#### [READING TEXT]
▼▼▼
Remembering Roger Blobaum:

A Pioneer, Leader, and Historian of the Organic Movement (1929-2023)

,Roger Blobaum, a visionary and trailblazer in the organic farming world, left an indelible mark on the agricultural landscape. His remarkable contributions encompassed a deep commitment to organic practices and advocacy. In this tribute, we celebrate the life and legacy of Roger, whose passion and dedication continue to inspire. As well as the essence of Roger. He was a loyal, passionate, precious friend and mentor to so many in the organic community.

A Pivotal Moment: In 1971, Roger Blobaum experienced a transformative moment that defined his life's purpose. His visit to Clarence Van Sant's organic farm in Grinnell, Iowa, left an enduring impression. Witnessing the vibrancy of the soil, crops, and livestock at this farm inspired him to embark on a lifelong journey as an agricultural consultant, activist, and leader in organic farming research, education, advocacy, and policymaking. Little did he know that this moment would set the stage for a remarkable legacy, preserved in the historical archive of the Roger Blobaum Organic History Website.
▲▲▲
#### [ENTRIES SUPPLIED]
▼▼▼
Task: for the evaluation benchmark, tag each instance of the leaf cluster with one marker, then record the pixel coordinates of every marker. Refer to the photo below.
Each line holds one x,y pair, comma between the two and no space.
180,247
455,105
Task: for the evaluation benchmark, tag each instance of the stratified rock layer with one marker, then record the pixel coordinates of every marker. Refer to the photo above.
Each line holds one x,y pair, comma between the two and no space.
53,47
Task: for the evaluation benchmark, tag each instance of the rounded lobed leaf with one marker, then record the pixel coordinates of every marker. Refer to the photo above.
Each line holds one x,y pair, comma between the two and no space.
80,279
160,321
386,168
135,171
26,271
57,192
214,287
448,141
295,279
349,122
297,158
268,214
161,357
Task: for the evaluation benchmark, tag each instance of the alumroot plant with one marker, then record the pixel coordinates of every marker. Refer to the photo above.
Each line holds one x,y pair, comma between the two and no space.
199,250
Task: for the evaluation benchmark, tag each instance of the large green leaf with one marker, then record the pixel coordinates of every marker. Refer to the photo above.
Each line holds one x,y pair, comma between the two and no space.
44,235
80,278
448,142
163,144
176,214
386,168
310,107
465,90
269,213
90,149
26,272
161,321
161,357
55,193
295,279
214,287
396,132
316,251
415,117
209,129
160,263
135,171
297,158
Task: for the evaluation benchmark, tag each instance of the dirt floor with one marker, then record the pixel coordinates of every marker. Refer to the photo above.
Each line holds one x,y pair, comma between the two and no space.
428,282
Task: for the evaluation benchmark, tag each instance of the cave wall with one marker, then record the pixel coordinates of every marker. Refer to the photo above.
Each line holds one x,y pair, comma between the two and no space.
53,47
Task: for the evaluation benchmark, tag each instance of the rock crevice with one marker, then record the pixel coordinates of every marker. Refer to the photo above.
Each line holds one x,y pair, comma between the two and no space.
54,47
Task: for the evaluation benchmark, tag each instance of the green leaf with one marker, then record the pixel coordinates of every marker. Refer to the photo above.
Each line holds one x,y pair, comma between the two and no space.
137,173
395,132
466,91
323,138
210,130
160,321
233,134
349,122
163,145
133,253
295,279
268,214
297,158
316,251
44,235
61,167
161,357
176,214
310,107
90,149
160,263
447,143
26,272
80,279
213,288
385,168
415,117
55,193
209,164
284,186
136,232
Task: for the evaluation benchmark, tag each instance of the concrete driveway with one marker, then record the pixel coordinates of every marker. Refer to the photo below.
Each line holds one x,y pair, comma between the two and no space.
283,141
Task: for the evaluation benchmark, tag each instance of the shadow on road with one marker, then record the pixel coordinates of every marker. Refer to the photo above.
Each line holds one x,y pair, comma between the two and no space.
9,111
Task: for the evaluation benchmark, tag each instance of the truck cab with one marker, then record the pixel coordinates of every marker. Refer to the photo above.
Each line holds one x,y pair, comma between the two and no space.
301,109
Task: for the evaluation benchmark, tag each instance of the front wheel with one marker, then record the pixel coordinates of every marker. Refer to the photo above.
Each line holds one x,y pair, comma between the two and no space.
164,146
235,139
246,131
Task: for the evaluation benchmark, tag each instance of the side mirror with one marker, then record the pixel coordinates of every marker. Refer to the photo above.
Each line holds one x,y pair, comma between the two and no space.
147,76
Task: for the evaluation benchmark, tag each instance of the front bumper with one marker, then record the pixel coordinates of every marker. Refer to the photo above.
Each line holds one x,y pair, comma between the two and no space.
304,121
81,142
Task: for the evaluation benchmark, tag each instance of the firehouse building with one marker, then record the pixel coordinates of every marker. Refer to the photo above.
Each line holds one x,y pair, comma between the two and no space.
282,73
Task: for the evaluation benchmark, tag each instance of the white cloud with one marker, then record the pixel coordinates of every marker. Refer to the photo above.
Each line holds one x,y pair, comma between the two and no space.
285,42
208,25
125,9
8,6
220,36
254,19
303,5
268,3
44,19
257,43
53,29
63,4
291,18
▲▲▲
#### [GIVEN REQUEST 1]
Quote the Roger Blobaum tribute from "A Pivotal Moment: In" up to and including "Organic History Website.".
#### [GIVEN REQUEST 2]
Extend the Roger Blobaum tribute by writing what comes next after its final sentence.

#### [TASK RESPONSE 1]
A Pivotal Moment: In 1971, Roger Blobaum experienced a transformative moment that defined his life's purpose. His visit to Clarence Van Sant's organic farm in Grinnell, Iowa, left an enduring impression. Witnessing the vibrancy of the soil, crops, and livestock at this farm inspired him to embark on a lifelong journey as an agricultural consultant, activist, and leader in organic farming research, education, advocacy, and policymaking. Little did he know that this moment would set the stage for a remarkable legacy, preserved in the historical archive of the Roger Blobaum Organic History Website.

#### [TASK RESPONSE 2]
Roger Blobaum (far right), director of Americans for Safe Food Initiative, presenting signatures of 136,000 consumers who supported the 1990 Organic Production Act Bill to Senator Patrick Leahy.

Roots of Awareness: Roger often attributed his connection to nature and organic principles to his childhood in southern Iowa during the Great Depression. Growing up on a diverse crop and livestock farm, he learned the value of the natural environment and the interdependence of all living beings. His upbringing instilled in him a profound respect for the earth and its resources.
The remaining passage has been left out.